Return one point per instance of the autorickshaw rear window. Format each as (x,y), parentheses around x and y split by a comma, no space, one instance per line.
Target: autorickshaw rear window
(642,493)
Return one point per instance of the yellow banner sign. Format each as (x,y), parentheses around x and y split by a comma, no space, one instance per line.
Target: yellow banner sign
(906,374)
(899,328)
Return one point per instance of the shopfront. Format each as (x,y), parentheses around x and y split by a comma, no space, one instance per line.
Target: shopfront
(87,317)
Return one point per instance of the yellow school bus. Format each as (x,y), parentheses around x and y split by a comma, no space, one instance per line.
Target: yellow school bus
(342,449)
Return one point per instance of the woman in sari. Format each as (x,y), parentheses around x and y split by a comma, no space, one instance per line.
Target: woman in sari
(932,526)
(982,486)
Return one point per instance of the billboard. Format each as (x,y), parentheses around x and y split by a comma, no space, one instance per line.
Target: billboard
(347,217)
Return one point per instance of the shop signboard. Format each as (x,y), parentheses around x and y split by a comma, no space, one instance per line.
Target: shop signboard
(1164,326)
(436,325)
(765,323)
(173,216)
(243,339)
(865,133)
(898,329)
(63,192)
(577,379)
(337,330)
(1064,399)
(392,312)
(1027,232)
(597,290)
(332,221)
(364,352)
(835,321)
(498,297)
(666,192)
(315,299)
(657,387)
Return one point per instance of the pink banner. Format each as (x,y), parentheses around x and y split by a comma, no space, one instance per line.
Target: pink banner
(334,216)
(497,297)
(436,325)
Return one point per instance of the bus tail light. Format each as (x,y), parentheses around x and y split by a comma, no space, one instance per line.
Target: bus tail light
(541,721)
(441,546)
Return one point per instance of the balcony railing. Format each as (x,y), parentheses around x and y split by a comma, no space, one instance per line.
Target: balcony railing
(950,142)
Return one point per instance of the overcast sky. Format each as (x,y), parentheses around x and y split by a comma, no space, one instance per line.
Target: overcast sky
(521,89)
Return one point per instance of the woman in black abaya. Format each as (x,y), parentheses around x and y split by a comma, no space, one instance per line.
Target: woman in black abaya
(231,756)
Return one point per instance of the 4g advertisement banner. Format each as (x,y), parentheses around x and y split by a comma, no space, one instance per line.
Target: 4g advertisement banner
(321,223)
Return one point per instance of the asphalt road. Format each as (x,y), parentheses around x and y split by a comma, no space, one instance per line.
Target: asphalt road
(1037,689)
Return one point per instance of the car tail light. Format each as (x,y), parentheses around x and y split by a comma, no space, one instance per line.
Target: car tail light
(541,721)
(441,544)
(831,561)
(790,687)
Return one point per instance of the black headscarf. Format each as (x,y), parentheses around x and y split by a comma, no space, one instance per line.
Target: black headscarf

====

Required task:
Return each entry from above without altering a single character.

Task solution:
Return one point per instance of the autorickshaw rear window. Format each as (x,y), parentheses around x and y split by a comma, no space, one instance per line.
Target: autorickshaw rear window
(642,493)
Return one point per instance of the yellow banner sign. Format each as (x,y), parentheses around x and y split by a comma, no space, one instance per line.
Target: yellow banner sign
(906,374)
(899,328)
Return one point per instance of the shopfront. Format each as (x,y), parentheses around x and y split by a comma, no space, one instance per line.
Target: shopfront
(87,317)
Return one point per instance of the yellow school bus. Format each as (x,y), parentheses around x and y split by a comma, no space, one instance per line.
Target: yellow school bus
(342,449)
Return one point per instance of the woman in sari. Format each as (x,y), parentheses around x and y split by a comma, no space, one instance per line.
Target: woman in sari
(932,526)
(982,486)
Return one point per instance of the billboard. Format each as (x,y), parentheses around x and y split by a comma, no space, one instance per line.
Target: billboard
(347,217)
Return one point per instance of the shop signboard. Format each as (x,y), parentheses around x and y split by a comma, no space, one instance per line.
Target: shop signboard
(1164,326)
(436,325)
(765,323)
(173,216)
(243,339)
(865,133)
(898,329)
(63,192)
(577,379)
(337,330)
(1064,399)
(392,312)
(1027,232)
(597,290)
(332,221)
(364,352)
(835,321)
(498,297)
(666,192)
(315,299)
(657,387)
Return one point per instance of the pink banner. Format each as (x,y), parentheses around x and y split by a comma, no space, one instance per line.
Target: pink banner
(334,216)
(497,297)
(436,325)
Return one point per instance of the bus tail light. Format each as (x,y), parentheses around x and y split by a comma, no space, one instance per line.
Target: bus tail light
(541,721)
(441,546)
Return one point per instance of the balcony railing. Format each as (x,y), parentheses around x and y split by a comma, no space, one instance per line.
Target: balcony railing
(950,142)
Return one point per instance of the overcast sky. Format each as (x,y), parentheses around x and y split by a comma, no space, one instance per line.
Target: overcast sky
(521,89)
Return one point per instance of the woman in black abaya. Format each as (x,y), parentheses around x and y split by a comma, no space, one instance per line.
Target: woman in black abaya
(231,756)
Return one point per instance of the 4g advertisement banner. Format each as (x,y), parentheses around x and y split by a comma, no space, one instance per line.
Target: 4g advertisement banner
(321,223)
Return one point per instance of the asphalt road. Format each as (x,y), parentheses around x and y split by a comma, no space, one instance per line.
Target: asphalt road
(1037,689)
Return one point per instance of the car tail light. Format each as (x,y), parentheses around x and y split by a comma, no space, one instance per line.
Target: car tail light
(541,721)
(441,544)
(831,561)
(790,687)
Return one point per instance of the black headscarf. Format each as (x,y), parentheses around x and y split by a comma, no space, one instance per line.
Target: black headscarf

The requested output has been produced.